▶ [Set problem A] List every ingredient of the all-time favorite summer salad in the cooking passage.
▶ [Set problem B] Reproduce the cooking passage word for word from "This may have" to "a trifle inauthentic).".
▶ [Set problem C] In the cooking passage, what was added to the apricot gelato when it tasted insipid during churning?

At this point, I probably could have called it a day and moved on to dessert, but this is not the Italian way! I’d found this lovely recipe in Cook Simple for chicken cut into pieces and roasted very simply with baby potatoes, two bulbs of garlic, onion, rosemary, salt, olive oil and a little balsamic vinegar. Absolutely lovely, but it was probably not actually necessary to buy two whole chickens for this. Even if they were gorgeous free-range ones. (But… the chicken is cut into 8 pieces and there are 11 people! What if there isn’t enough food?!)
And, of course, you can’t have a meat course without more salads – I made my all-time favourite summer salad of tomatoes, peaches, nectarines and basil dressed with lemon juice and blood orange-infused olive oil, as well as a salad of rocket, carrot, radish and shaved parmesan.
This may have been a course too far, but I have no regrets. And all that leftover chicken and potato and garlic and rocket and carrots made a delicious pie for dinner last night. (Why yes, we are living in the land of leftovers, and at the current rate of progress, I don’t anticipate needing to buy food until Tuesday evening at the earliest…)
Then, of course, there was dessert. At which I may, just possibly, have gone overboard. We had the aforementioned apricot gelato, of course. It was a little on the insipid side when I started to churn it, so I added a little orange-flower water which made it amazing (if, perhaps, a trifle inauthentic).

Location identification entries

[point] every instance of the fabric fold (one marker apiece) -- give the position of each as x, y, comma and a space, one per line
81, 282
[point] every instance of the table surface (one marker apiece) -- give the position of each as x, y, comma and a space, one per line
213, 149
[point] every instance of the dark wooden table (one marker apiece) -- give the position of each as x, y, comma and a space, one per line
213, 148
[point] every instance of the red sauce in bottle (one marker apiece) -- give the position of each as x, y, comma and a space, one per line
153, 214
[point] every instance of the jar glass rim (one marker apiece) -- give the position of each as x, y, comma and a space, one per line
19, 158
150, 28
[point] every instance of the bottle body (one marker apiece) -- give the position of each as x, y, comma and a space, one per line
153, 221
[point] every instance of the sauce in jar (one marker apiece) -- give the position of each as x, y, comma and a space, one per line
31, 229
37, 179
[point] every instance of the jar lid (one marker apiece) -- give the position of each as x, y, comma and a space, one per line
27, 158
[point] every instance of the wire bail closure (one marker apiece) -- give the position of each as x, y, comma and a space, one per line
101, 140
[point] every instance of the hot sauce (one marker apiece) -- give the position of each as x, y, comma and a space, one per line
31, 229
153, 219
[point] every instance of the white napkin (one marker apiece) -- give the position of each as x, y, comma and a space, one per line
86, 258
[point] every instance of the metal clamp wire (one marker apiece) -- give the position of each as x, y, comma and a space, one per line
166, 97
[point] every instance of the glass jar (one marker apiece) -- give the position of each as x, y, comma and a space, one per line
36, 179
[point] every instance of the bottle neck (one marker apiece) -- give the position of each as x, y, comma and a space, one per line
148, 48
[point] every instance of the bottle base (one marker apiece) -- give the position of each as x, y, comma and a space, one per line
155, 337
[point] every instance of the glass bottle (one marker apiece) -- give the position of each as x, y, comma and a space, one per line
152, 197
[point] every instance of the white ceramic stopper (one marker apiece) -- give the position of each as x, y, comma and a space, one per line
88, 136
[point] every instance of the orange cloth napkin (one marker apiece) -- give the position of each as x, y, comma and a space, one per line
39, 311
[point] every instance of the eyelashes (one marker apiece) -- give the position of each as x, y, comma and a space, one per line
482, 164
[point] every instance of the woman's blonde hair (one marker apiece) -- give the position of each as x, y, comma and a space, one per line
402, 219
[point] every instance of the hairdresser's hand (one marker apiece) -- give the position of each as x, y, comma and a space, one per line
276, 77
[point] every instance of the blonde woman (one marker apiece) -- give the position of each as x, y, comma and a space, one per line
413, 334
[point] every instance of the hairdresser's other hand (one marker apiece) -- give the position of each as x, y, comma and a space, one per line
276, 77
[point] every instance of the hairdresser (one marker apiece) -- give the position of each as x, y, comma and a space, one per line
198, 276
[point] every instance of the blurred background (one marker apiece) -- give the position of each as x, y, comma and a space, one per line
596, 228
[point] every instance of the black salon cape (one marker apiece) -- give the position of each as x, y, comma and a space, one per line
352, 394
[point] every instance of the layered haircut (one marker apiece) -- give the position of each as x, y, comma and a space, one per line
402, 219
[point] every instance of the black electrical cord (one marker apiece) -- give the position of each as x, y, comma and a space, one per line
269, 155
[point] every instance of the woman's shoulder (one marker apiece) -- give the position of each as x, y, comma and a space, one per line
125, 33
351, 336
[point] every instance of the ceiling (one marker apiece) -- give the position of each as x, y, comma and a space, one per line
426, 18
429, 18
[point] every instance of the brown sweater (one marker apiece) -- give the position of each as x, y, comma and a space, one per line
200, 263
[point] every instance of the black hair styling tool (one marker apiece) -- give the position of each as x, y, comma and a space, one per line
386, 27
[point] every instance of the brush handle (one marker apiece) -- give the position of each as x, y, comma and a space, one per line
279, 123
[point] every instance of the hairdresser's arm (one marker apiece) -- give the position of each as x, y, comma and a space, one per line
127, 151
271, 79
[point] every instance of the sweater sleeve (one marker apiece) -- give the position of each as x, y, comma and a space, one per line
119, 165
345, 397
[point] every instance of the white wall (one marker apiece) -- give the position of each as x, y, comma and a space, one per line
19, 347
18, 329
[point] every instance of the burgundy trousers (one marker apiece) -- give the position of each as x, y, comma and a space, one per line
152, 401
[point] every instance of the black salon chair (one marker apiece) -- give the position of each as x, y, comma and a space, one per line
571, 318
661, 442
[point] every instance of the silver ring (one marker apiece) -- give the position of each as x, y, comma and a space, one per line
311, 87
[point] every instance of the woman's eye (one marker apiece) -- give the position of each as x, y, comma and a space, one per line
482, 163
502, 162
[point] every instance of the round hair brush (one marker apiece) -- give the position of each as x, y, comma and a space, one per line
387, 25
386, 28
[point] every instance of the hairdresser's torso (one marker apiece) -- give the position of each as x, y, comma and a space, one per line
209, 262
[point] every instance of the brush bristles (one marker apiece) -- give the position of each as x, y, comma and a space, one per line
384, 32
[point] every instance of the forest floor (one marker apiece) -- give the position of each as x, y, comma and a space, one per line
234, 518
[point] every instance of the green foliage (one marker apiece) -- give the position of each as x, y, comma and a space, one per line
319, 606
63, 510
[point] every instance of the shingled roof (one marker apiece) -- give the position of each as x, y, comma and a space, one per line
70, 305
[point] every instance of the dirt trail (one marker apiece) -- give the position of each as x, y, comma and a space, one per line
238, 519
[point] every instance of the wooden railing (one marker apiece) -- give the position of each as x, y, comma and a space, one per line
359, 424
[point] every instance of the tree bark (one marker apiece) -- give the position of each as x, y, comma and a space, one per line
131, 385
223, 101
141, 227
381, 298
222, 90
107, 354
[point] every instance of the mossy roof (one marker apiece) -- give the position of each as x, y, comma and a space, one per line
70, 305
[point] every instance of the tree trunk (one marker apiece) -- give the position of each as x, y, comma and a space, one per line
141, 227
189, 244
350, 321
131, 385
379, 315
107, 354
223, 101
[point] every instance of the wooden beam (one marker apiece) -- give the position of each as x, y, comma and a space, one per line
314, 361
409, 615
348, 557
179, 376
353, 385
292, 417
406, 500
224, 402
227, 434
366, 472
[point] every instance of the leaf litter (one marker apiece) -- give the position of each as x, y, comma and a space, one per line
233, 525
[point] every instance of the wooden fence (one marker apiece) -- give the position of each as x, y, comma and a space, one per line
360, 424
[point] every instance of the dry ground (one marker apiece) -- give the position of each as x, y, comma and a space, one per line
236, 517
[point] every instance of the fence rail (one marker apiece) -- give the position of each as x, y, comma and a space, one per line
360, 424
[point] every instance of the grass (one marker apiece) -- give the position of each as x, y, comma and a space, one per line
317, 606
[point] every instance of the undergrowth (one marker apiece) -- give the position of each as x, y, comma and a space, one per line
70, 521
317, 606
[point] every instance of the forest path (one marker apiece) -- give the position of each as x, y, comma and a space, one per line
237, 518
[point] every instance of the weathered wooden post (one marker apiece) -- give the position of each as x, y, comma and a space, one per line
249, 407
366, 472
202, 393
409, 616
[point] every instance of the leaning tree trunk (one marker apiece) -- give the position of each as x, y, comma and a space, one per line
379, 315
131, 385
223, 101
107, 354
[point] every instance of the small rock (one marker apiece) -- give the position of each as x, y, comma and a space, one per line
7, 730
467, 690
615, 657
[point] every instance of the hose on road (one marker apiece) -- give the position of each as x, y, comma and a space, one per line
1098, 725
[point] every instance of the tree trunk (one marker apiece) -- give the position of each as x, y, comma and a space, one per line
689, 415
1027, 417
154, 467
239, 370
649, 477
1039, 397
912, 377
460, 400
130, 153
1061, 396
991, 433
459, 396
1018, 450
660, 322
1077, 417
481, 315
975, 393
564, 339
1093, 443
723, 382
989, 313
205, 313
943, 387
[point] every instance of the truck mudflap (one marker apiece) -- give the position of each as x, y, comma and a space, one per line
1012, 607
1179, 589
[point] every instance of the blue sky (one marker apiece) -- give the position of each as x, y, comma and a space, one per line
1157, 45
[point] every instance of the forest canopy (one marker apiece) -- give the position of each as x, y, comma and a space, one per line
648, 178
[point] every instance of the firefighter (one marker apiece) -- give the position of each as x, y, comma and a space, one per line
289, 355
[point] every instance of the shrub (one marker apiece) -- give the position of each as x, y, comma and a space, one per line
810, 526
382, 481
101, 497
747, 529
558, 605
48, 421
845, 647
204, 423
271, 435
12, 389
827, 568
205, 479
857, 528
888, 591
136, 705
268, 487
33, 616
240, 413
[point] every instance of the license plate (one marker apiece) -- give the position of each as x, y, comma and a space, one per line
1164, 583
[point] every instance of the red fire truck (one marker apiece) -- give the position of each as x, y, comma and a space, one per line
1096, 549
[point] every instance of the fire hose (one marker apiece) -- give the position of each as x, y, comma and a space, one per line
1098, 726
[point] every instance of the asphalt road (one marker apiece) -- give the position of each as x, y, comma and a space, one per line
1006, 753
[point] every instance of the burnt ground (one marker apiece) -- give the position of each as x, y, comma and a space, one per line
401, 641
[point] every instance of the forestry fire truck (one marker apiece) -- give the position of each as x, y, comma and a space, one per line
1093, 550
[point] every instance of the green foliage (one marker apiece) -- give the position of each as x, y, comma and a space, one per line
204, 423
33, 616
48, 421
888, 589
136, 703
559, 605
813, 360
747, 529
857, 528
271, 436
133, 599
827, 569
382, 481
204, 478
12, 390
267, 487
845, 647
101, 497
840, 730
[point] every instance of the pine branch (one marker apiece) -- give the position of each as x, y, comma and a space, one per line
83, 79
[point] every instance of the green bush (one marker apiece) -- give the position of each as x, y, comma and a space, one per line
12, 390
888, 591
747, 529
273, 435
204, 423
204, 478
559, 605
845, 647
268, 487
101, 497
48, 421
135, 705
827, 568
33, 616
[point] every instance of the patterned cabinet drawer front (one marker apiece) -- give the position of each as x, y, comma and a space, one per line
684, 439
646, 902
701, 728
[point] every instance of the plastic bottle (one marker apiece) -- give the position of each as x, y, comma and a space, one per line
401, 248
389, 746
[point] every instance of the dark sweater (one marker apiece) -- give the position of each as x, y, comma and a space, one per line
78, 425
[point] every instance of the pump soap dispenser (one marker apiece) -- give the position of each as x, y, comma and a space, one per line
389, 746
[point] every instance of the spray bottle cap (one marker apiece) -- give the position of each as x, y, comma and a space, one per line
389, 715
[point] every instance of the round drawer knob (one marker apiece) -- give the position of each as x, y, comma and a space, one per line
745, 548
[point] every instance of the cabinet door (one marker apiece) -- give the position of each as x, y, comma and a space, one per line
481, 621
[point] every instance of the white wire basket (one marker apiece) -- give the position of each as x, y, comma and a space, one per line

▶ [Final answer A] tomatoes, peaches, nectarines, basil, lemon juice, blood orange-infused olive oil

▶ [Final answer B]
This may have been a course too far, but I have no regrets. And all that leftover chicken and potato and garlic and rocket and carrots made a delicious pie for dinner last night. (Why yes, we are living in the land of leftovers, and at the current rate of progress, I don’t anticipate needing to buy food until Tuesday evening at the earliest…)
Then, of course, there was dessert. At which I may, just possibly, have gone overboard. We had the aforementioned apricot gelato, of course. It was a little on the insipid side when I started to churn it, so I added a little orange-flower water which made it amazing (if, perhaps, a trifle inauthentic).

▶ [Final answer C] A little orange-flower water.